YOUR TASK:
Pick out and copy each line of the records that contains the string "cloud". Case counts.

PROVIDED RECORDS:
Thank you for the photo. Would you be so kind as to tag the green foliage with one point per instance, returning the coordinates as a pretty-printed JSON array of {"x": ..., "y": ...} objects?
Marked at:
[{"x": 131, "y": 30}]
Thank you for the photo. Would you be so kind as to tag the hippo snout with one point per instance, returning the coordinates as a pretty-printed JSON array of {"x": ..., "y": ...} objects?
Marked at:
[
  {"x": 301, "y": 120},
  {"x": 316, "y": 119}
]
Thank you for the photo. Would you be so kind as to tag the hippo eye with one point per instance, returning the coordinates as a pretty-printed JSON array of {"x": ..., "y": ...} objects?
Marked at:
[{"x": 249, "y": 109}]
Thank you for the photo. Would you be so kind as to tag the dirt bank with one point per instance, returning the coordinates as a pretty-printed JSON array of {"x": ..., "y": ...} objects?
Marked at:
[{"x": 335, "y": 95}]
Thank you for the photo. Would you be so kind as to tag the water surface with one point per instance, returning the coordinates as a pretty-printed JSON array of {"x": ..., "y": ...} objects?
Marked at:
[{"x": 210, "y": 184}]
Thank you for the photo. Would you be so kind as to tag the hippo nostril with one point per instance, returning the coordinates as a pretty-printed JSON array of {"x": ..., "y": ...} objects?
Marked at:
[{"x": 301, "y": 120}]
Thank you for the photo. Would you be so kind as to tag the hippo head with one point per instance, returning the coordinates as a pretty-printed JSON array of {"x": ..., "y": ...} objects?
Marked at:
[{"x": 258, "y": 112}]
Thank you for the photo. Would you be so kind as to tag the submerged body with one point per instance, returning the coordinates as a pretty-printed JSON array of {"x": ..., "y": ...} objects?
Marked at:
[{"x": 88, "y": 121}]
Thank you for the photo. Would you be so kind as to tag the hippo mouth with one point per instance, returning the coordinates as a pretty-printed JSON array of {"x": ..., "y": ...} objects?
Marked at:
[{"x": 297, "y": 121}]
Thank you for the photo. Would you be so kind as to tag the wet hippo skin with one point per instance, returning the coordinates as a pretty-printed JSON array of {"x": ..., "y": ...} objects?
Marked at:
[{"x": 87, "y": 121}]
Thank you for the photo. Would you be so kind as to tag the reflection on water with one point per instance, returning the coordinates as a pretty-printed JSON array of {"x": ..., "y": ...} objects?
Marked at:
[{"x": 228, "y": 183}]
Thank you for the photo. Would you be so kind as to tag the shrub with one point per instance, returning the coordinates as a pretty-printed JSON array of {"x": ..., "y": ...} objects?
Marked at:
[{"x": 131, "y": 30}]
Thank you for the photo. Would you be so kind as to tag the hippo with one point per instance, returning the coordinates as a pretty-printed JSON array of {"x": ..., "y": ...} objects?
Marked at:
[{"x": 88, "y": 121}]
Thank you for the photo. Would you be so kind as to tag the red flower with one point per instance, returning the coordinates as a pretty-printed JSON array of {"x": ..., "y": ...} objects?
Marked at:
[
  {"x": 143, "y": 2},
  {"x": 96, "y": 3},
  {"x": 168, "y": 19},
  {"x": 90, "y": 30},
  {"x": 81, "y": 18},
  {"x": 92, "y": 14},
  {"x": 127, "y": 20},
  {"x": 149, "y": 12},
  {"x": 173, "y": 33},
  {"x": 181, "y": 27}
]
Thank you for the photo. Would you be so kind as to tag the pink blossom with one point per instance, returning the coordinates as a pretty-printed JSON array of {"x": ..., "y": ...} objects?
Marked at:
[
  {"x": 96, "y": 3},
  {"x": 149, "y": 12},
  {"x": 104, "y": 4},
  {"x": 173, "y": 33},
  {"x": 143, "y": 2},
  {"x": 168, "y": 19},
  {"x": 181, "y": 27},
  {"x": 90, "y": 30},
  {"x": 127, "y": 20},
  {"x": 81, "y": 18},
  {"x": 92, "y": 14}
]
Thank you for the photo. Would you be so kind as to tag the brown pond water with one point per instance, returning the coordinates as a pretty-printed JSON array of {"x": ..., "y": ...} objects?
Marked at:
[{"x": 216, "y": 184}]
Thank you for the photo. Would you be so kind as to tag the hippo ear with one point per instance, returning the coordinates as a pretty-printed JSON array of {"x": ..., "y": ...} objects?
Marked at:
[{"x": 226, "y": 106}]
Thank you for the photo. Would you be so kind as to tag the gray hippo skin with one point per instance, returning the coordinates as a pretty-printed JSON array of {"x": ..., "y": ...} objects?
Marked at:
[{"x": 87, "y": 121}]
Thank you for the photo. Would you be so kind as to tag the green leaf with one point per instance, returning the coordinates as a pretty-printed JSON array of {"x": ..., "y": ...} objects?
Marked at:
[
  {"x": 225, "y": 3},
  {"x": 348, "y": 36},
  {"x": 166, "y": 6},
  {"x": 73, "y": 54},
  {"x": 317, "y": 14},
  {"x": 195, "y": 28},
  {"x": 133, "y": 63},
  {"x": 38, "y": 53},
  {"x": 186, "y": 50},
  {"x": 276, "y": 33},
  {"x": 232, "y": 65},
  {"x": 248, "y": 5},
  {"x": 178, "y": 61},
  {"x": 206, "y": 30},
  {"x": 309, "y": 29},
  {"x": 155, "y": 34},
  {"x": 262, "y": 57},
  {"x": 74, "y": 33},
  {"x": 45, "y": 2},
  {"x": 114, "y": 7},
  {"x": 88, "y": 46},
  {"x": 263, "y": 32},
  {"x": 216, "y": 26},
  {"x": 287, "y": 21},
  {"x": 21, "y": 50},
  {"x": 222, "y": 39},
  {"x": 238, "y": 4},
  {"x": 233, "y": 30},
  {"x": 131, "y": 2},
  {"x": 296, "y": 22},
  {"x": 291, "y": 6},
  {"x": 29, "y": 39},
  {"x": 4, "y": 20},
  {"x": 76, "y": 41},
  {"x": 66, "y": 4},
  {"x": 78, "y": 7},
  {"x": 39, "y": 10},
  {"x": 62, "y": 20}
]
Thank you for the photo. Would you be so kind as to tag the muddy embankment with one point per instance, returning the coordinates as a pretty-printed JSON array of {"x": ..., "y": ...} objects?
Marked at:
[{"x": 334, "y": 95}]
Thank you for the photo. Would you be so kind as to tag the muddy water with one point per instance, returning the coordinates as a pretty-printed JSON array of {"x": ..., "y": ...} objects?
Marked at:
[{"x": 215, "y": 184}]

--

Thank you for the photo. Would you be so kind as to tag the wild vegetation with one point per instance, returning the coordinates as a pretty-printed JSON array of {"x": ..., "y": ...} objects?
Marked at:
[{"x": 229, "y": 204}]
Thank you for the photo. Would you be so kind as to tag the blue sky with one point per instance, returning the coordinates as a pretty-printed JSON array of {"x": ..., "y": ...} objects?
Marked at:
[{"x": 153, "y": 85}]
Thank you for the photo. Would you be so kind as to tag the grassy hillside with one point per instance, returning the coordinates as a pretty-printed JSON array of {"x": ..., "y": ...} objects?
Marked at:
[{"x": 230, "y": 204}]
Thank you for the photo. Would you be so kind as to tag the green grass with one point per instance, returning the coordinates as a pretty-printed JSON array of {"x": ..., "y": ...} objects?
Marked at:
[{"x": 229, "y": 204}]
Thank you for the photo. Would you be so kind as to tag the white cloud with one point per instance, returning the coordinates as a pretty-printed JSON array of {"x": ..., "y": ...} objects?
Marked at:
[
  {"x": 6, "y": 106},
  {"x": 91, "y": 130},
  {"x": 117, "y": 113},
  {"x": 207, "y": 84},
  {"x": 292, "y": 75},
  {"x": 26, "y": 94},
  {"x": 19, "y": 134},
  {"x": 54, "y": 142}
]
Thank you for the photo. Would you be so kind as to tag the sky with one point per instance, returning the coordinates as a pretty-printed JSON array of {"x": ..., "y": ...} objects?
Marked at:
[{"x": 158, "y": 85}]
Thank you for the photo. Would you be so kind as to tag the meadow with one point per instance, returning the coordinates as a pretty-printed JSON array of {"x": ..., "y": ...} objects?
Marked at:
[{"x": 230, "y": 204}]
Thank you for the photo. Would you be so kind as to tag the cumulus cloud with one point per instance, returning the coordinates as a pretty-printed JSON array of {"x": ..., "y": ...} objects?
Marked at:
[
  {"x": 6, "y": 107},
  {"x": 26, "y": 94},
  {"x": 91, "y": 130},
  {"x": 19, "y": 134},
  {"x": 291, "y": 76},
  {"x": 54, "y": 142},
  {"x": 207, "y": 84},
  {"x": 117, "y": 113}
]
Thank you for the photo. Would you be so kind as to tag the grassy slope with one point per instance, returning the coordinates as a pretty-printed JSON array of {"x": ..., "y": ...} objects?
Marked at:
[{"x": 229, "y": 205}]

WRITTEN ANSWER:
Thank you for the photo. Would you be so kind as to tag the white cloud with one point per instance, returning the coordinates as a pretty-printed JSON array of {"x": ..., "y": ...} objects?
Thank you for the photo. Would you be so kind as to tag the cumulus cloud with one point per instance, returning the coordinates as a pretty-printed JSON array of {"x": ..., "y": ...} objects?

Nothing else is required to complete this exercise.